◆ **WRITTEN EXERCISE**:
Will you give every entry again exactly as it stands?

◆ **EXERCISE MATERIAL**:
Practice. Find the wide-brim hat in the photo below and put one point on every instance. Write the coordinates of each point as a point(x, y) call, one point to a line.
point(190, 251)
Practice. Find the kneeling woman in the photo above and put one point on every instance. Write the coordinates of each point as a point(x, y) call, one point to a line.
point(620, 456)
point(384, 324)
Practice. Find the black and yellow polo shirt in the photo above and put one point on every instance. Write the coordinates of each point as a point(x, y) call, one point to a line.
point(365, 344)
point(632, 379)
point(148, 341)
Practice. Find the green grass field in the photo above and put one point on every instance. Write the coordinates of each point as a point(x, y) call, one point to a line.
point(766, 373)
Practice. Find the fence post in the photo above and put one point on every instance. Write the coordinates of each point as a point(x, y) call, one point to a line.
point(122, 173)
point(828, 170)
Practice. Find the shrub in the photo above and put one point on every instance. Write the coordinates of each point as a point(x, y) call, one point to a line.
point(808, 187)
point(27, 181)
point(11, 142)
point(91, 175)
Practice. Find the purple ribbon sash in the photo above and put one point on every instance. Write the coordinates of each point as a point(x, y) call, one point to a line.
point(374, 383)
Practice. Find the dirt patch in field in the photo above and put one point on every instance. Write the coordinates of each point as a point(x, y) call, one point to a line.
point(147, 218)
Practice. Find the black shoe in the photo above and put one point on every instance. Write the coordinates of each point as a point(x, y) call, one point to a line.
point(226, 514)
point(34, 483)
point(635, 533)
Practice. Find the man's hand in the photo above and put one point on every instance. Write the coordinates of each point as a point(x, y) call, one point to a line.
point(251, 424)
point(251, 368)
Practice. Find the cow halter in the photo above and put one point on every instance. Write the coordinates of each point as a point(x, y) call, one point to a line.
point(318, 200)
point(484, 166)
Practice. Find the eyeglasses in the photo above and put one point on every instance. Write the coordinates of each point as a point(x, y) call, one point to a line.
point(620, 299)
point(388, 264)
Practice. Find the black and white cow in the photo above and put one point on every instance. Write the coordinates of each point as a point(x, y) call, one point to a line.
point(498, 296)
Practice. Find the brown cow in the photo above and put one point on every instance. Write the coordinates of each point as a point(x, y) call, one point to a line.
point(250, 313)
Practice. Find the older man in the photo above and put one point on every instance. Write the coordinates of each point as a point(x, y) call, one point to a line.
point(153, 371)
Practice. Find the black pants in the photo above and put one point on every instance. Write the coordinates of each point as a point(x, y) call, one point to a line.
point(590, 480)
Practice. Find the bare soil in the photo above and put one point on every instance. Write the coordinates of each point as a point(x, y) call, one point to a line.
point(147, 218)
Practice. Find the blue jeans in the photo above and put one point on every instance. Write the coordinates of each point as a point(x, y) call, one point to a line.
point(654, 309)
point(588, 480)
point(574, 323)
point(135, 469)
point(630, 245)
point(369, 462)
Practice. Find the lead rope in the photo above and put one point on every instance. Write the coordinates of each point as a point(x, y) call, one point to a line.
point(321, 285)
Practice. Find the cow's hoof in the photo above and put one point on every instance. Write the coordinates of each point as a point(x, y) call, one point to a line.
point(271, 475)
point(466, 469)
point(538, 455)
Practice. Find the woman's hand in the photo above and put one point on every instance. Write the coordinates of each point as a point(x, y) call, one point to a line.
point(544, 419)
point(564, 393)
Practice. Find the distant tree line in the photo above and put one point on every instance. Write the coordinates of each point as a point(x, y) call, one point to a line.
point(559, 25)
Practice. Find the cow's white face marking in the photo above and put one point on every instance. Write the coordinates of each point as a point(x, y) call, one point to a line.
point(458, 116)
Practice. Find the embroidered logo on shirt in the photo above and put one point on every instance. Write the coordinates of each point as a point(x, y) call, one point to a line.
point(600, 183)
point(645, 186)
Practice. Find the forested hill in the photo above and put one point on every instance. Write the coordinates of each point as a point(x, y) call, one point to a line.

◆ **SOLUTION BELOW**:
Practice. Find the wide-brim hat in the photo below and put one point on every instance. Write the coordinates of each point as a point(x, y) call, one point to a line.
point(190, 251)
Practice. Find the kneeling woman in the photo above and put one point on every instance. Write the coordinates of each point as a point(x, y) call, one point to a line.
point(620, 456)
point(384, 324)
Practice. Find the black and yellow polo shirt in the photo above and put one point on every instance. Write the coordinates of each point as a point(x, y) call, one point to a line.
point(365, 344)
point(632, 379)
point(148, 341)
Practice. Find the green grass field in the photo above and put one point on every instance. Write the coordinates of each point as a point(x, y) call, one point to a line.
point(766, 373)
Practice. Find the fence post in the photo above and put one point on every instance. Write the coordinates of each point as a point(x, y) call, one point to a line.
point(122, 173)
point(828, 170)
Practice. Find the shrub in the photo above and put one point on every instance. Write the coordinates of each point as a point(x, y) call, one point to a line.
point(808, 187)
point(27, 181)
point(11, 142)
point(91, 175)
Practice. Find the purple ribbon sash in the photo above and put one point on every instance. Write the coordinates of each point as a point(x, y) call, one point to a line.
point(374, 383)
Practice. Find the dirt patch in field in the photo above and put one point on every instance. Write the coordinates of each point as a point(x, y) call, one point to a line.
point(147, 218)
Practice. Find the black shoe in the photo above and put one point on every instance. Write the coordinates of each point as a point(x, y) call, one point to a line.
point(226, 514)
point(34, 483)
point(635, 533)
Practice. Find the man's hand in the photo above and put one point on every instance. Write the coordinates of each point as a point(x, y) call, one point to a line.
point(251, 424)
point(251, 368)
Practice. Find the cow halter in the photo above and put one point on every instance. Write the coordinates of each point as a point(x, y) call, one point to a line.
point(318, 200)
point(484, 166)
Practice. Find the eyeglasses in the photo above and put one point on every instance. Write the coordinates of each point as a point(x, y) call, one point to a line.
point(620, 299)
point(388, 264)
Practice. Find the black and white cow in the photo above and put one point on every instance. Write the coordinates of each point as a point(x, y) call, one point to a line.
point(498, 296)
Practice. Find the brown cow in the photo above and put one point on every instance. Write the coordinates of each point as a point(x, y) call, one point to a line.
point(250, 313)
Practice. Find the older man in the photo above and put one point on every instance. Write the coordinates of each point as a point(x, y) call, one point to a line.
point(153, 371)
Practice. Find the black pants in the photo above and put one point on every instance. Write the coordinates of each point as a point(x, y) call, one point to a line.
point(590, 480)
Practice. Find the bare soil in the photo above and put one point on every instance. Write the coordinates of each point as a point(x, y) call, one point to a line.
point(147, 218)
Practice. Find the blue jeans in the photo above and put one point on every instance. Write the coordinates of each point as a point(x, y) call, one point to a line.
point(654, 309)
point(588, 480)
point(574, 323)
point(135, 469)
point(630, 245)
point(369, 462)
Practice. Find the lead rope in the photo above and put one point on every instance. Write the coordinates of each point as a point(x, y) call, one point to a line.
point(321, 285)
Practice. Find the cow's hoof in the photo above and put one point on every instance. Write the coordinates of each point as a point(x, y) call, one point to a line.
point(271, 475)
point(466, 469)
point(538, 455)
Practice. Find the woman's hand in the photo above and put one point on every instance. Write the coordinates of each point as a point(x, y) call, one point to a line.
point(544, 419)
point(564, 393)
Practice. Find the distant tree line in the photo above and put one point on every instance. Write the coordinates of each point as a point(x, y) call, one point to a line.
point(559, 25)
Practice. Find the cow's white face marking in the photo above and put one point on every instance. Write the coordinates of each point as a point(x, y) call, one point to a line.
point(458, 116)
Practice. Find the embroidered logo on shirt in the photo above and put one point on every instance. Write the coordinates of each point as a point(x, y) call, one point to a line.
point(600, 183)
point(645, 186)
Practice. Find the forested hill in the photo above and put one point on every instance. Write the coordinates of each point as a point(x, y) call, one point to a line.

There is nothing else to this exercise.